→ What to work on
Please return every line of the listing below that contains the word "wooden", matching case exactly.

→ Working data
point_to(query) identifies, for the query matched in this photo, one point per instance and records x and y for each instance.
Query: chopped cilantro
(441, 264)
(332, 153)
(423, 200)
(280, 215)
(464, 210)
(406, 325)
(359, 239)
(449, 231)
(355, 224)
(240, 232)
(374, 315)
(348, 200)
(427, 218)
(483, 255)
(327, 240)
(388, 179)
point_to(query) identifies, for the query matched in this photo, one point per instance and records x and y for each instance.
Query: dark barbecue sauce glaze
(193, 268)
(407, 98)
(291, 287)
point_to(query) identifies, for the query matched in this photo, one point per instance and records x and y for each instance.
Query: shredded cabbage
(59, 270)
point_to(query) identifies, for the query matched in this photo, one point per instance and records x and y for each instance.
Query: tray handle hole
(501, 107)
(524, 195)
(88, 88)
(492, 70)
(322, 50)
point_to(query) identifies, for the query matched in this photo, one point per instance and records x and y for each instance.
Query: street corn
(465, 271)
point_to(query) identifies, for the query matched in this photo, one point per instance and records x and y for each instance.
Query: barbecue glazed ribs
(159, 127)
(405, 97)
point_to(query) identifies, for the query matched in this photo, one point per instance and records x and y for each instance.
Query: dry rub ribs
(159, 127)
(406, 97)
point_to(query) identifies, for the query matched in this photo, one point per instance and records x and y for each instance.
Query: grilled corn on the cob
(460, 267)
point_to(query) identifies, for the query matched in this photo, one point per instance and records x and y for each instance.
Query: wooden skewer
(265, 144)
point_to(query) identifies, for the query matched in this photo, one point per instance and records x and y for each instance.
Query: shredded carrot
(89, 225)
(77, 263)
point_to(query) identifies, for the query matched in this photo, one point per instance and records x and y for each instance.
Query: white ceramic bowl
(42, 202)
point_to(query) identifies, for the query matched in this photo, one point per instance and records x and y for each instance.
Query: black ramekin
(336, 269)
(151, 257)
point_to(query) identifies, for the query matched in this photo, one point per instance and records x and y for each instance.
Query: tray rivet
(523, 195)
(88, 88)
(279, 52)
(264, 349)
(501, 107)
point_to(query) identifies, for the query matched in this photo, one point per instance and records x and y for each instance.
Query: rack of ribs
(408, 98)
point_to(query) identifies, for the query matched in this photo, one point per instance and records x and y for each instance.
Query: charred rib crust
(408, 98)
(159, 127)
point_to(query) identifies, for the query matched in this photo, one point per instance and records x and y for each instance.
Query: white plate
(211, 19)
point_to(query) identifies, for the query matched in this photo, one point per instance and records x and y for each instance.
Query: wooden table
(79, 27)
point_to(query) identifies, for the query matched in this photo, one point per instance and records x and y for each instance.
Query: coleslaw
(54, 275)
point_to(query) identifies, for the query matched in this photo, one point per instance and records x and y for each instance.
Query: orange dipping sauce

→ The solution
Query: wooden skewer
Query: wooden table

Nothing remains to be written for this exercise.